**Selected extract**:
*** Begin section ***
With Marrach, I wanted more workman-like approach, right, like foundry/factory thing, just basic manufacturing - make the bass lines from simple sine wave at 40-50-60Hz, working it in sound forge, cutting, sewing them together. Distortion, delay overlay, pasing them through chorus filters, to just get it twisted enough without major algorhythmic operations. Then recording sax sessions, bits and pieces, since I'm new to playing it, it worked well in regards to general concept, it's basic, simple, bad playing. The work with Holly came before 'Chambers of Resistance' (the first was still another Marrach work, Black Beacon, but that is/was kinda split even from Marrach of Enough Records, it's much more slower, spacious and introverted) - it was december, winter, all subdued around, so it can be heard in Night Unbound. I wrote to Holly and asked if she wanted to do it, sent the first piece ('let the night tell') and she worked with it, then I split the text/voice and gone from that to another piece and so it went like that - Holly interpreting things I send her, me listening, trying to build a thing from her recordings, with various discussions and arguments. So, yes, big shout-out and thank you to Holly for doing/going through that.
I'm still not sure if there will be Marrach/Chtin Mara (with Bad MC) project, or will it get its own name, but there will be glimpses of that in, I hope, next release on Enough.
What's your hardware and software setup? How does if differ from your studio and live work?
I have a pc from 2002, Fruity 6, Sound Forge 5.0, midi controller, a piano, tenor and alto saxophones, chord zither, a drum set in Norway, ok, that one is not mine, but I am allowed to play and record it, 4HN zoom recorder, lots of cables, broken speakers, a set of good old Radiotechnika (Latvian brand) ones, but since they get too loud, the last couple of years they just travel from party to party. Haven't seen/heard them in a year or more. I don't do live shows. Not in public places, at least.
Do you play live often?
I've done it 5 or 6 times in my life, all of them ended in me getting drunk and stupid. I'm very wary of doing it again. Rock star life not for me, ha. I do play at home from time to time.
*** End section ***
**Task instructions**:
**1)** According to the interview about Marrach, how many times has the speaker played live?
**2)** Please carry the interview about Marrach on past its final sentence.
The data comes from a separate source and is unrelated to the interview about Marrach.

**Dataset**:
*** Begin section ***
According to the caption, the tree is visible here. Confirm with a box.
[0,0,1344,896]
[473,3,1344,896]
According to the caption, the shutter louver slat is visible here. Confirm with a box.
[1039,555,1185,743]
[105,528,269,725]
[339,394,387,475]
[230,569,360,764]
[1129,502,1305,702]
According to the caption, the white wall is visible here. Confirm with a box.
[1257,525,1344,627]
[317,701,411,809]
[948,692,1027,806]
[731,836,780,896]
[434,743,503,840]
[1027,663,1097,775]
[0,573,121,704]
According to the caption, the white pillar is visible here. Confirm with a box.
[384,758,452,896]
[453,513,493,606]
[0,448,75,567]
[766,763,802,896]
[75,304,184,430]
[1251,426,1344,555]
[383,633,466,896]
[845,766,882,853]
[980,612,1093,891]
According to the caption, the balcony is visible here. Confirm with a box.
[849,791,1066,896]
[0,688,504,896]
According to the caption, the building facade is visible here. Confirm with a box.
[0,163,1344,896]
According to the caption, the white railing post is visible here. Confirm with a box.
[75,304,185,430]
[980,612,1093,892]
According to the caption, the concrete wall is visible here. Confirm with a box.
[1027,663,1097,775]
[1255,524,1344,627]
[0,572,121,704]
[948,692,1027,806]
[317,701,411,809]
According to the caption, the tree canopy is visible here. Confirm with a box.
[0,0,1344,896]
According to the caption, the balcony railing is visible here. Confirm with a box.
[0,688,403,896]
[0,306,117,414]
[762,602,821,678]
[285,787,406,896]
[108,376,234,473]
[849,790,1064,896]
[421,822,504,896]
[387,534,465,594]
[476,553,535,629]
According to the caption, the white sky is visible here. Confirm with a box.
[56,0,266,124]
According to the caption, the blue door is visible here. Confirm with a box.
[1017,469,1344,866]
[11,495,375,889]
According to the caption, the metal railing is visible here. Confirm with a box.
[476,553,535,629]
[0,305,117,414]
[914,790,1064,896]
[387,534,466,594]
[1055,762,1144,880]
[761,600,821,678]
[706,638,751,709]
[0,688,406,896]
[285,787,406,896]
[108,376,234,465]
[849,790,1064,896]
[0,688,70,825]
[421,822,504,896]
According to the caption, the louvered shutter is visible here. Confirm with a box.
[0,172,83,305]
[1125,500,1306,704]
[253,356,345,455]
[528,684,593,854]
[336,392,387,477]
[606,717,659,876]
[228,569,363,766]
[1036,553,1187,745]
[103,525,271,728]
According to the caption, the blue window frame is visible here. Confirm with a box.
*** End section ***
**Exercise responses**:
**1)** Five or six times.

**2)**
Why did you originally decide to release your work through netaudio?
I got in touch with Lithuanian composer Antanas Jasenka, through myspace that was, and he said some of my old stuff wasn't too bad, I could try and release it online, and he pointed out Enough Records and Clinical Archives, so, yeah that went like that. Increasingly, it became a fine adventure.
Do you think your original premises are still valid today for you and new authors alike?
In a good world, yes, the freedom of releasing on netaudio is much more extended, and, thus, I see no way, money out of the equation, how it could be otherwise. I have released few CDrs and might - a cassete, but in no way I consider that to be a better work. I hope netaudio will keep being strong, get stronger and just open many ways for various people, artists and listeners, to approach these things in less monetized ways.
You usually paint your own cover artwork, are you much into painting and graphic design?
I used to paint quite some, but now very little, and mostly pencil work, no more water based litres of paint and pigment, all floor occupied, no space to move. Not much graphic design, have had moved the mouse enough already, wanted to do something more tactile, so it's not really, or primarily, visual, this desire. Maybe it'll come back some day.
I think i'm out of questions. Anything else you'd like to add?
Oh, man I'm exhausted, if you have some more specific questions, go ahead, but for now I'm done. Thank you.